◆ **Directions**:
Once you have read the entries, please say how many lines hold the string "pumpkin", giving the number only.

◆ **Dataset records**:
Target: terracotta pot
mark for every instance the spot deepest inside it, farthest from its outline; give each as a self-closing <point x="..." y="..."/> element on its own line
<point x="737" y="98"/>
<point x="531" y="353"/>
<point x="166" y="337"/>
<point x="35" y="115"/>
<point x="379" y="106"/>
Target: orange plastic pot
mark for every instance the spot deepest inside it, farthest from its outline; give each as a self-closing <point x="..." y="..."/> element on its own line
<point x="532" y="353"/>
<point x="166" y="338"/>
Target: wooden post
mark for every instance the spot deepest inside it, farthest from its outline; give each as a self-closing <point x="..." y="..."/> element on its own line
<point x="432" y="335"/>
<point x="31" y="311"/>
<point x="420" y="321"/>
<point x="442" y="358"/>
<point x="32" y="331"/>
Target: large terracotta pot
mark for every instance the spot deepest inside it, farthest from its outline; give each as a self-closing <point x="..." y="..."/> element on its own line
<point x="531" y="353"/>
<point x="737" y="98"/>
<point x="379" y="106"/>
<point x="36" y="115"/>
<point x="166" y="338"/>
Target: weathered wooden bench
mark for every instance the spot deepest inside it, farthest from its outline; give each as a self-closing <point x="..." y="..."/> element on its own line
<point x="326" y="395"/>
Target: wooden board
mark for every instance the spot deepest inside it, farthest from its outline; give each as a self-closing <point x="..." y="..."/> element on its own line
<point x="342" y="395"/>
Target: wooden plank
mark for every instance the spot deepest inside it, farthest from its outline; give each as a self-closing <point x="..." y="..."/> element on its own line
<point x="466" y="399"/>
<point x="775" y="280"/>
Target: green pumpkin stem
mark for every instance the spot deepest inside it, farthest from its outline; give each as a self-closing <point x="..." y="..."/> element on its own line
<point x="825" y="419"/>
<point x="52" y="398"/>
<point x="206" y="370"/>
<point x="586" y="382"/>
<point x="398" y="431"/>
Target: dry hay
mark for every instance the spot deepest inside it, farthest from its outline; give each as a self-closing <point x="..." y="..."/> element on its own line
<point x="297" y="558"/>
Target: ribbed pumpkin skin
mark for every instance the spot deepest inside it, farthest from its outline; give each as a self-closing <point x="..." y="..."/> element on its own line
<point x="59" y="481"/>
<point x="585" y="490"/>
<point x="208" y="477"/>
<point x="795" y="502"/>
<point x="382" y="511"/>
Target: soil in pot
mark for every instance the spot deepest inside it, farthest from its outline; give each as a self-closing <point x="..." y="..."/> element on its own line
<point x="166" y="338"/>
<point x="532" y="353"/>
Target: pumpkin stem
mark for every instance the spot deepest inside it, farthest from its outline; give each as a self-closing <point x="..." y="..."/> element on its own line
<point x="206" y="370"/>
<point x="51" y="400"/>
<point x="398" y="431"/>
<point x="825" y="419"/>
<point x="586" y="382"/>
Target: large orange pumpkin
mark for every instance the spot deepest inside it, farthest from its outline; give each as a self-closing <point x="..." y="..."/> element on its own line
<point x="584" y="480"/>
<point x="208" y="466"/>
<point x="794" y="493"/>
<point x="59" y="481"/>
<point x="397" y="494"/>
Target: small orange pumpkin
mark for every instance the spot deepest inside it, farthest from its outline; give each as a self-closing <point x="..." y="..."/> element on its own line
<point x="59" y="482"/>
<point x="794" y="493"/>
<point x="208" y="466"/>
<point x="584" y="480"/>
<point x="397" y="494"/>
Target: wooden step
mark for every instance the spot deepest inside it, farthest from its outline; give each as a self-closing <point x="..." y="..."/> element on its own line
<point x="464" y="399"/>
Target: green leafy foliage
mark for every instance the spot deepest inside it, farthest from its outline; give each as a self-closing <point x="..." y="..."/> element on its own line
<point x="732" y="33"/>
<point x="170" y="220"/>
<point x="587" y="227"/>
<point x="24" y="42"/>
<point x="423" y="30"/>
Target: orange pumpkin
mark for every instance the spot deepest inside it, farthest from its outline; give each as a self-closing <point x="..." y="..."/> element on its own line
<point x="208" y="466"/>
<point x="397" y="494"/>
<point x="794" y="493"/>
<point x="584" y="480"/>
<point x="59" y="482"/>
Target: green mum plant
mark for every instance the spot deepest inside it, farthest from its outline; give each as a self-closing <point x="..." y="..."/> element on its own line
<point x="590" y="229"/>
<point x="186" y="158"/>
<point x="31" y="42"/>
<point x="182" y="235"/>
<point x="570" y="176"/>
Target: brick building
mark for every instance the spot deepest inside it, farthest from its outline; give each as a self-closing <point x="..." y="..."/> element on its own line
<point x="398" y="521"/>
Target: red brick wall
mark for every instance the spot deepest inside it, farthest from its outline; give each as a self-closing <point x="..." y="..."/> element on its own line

◆ **Result of this task**:
6